- _Qué hacer_
- 1) Resume de forma más breve el párrafo del fragmento sobre los Pargiter que comienza con «Su hermano, el capitán», sin perder sus datos principales.
- 2) Reproduce sin cambios el fragmento sobre los Pargiter desde «Su hermano, el» hasta «diálogo de sordos.».
- 3) Escribe la continuación del fragmento sobre los Pargiter a partir de su última oración.

I -
Tensiones
Hagamos nuevamente el
esfuerzo de trasladarnos a Londres. Esta vez, en una jornada primaveral de
1914, poco antes del estallido de la Gran Guerra. Pero no hablaremos de
conflagraciones sino de los Pargiter, con los que establecimos contacto a
través de Eleanor (ver “Acciones y
reacciones”).
Su hermano, el capitán
Martin Pargiter, está dando un paseo
cuando se encuentra con una de sus primas,
Sally. Como está “cansado de estar solo en compañía de sí mismo” (más de uno es propenso
a sufrir esa comprensible fatiga) la invita a almorzar. Ahí comienzan los inconvenientes
porque, aunque Martin desea conversación, al mismo tiempo teme que la chica –que
es “especial”- se burle de él. Sin
embargo, como cada uno va a lo suyo -que es la situación más frecuente entre
las gentes- el resultado no es un
conflicto sino simple diálogo de sordos.

- _Datos proporcionados_
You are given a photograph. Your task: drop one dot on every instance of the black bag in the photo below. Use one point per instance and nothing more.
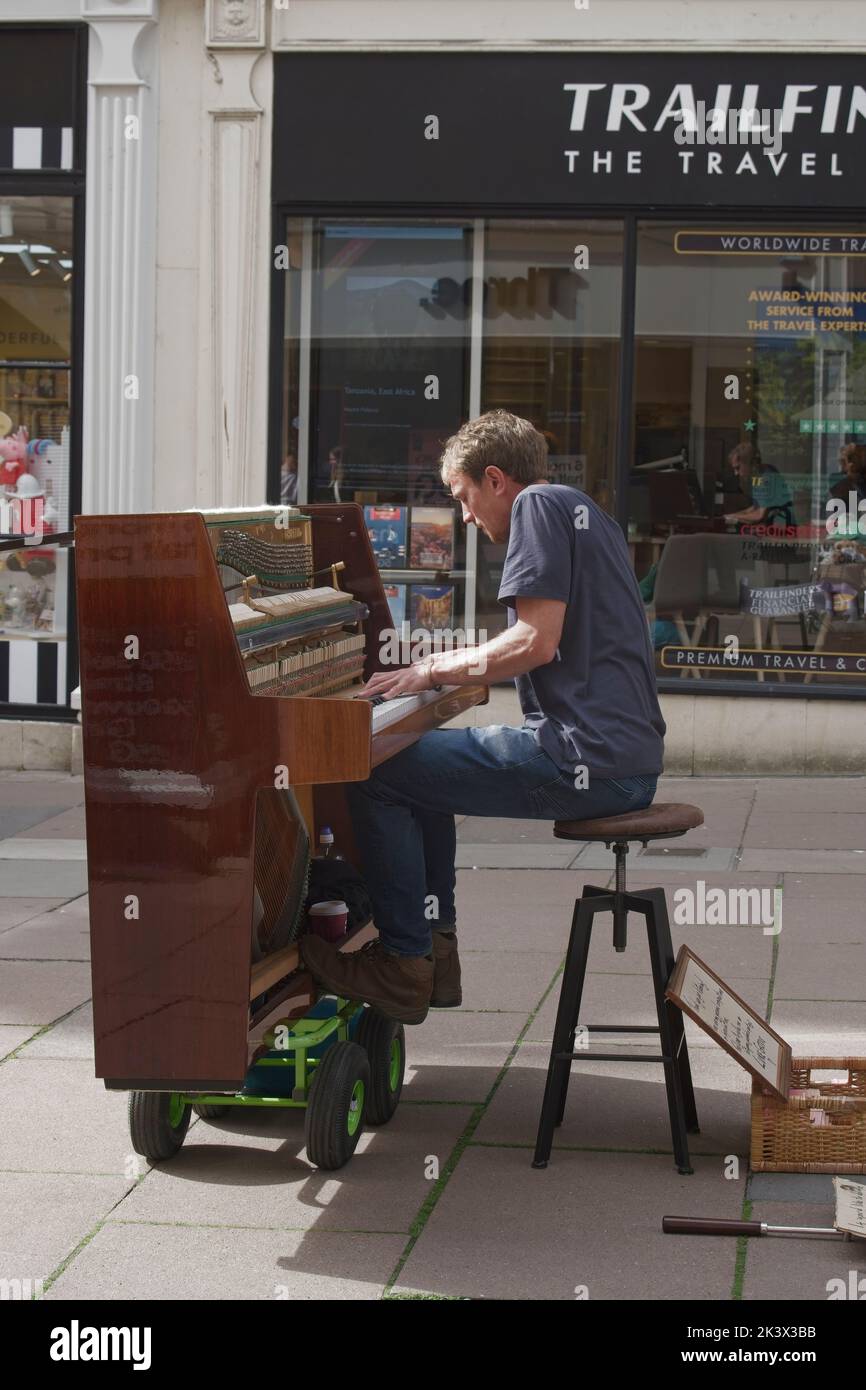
(337, 880)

- _Respuestas en orden_
- 1) El capitán Martin Pargiter se encuentra con su prima Sally mientras pasea y, cansado de estar solo, la invita a almorzar. Quiere conversar, pero teme que ella, que es “especial”, se burle de él. Como cada uno va a lo suyo, no surge un conflicto sino un simple diálogo de sordos.

- 2)
Su hermano, el capitán
Martin Pargiter, está dando un paseo
cuando se encuentra con una de sus primas,
Sally. Como está “cansado de estar solo en compañía de sí mismo” (más de uno es propenso
a sufrir esa comprensible fatiga) la invita a almorzar. Ahí comienzan los inconvenientes
porque, aunque Martin desea conversación, al mismo tiempo teme que la chica –que
es “especial”- se burle de él. Sin
embargo, como cada uno va a lo suyo -que es la situación más frecuente entre
las gentes- el resultado no es un
conflicto sino simple diálogo de sordos.

- 3)
Otro más. Porque lo
cierto es que la mayor parte de las asociaciones humanas suele desembocar en similar
descalabro. Supongamos que uno se halla afectado por aquel cansancio de sí antes
referido. Deseando contactar con otro ser –experiencia que muchas veces se
reduce a hablar, hablar, hablar de su propia persona- sale en su busca y lo encuentra. Bien, pero eso solo no basta: en ocasiones se
requiere una clave de acceso o contraseña, y si no damos con ella el resultado puede ser
inverso al esperado: se hará más patente aún la distancia, la otredad de aquel
espécimen que nos mira desde el otro lado de la frontera del Yo. Reticencias
personales anulan el intento comunicativo; la oportunidad naufraga. Esta podría
ser la causa de los titubeos y recelos que exteriorizan frecuentemente los
personajes de esta novela, a los que a veces les sucede que, aunque no estén contra alguien, tampoco están con él.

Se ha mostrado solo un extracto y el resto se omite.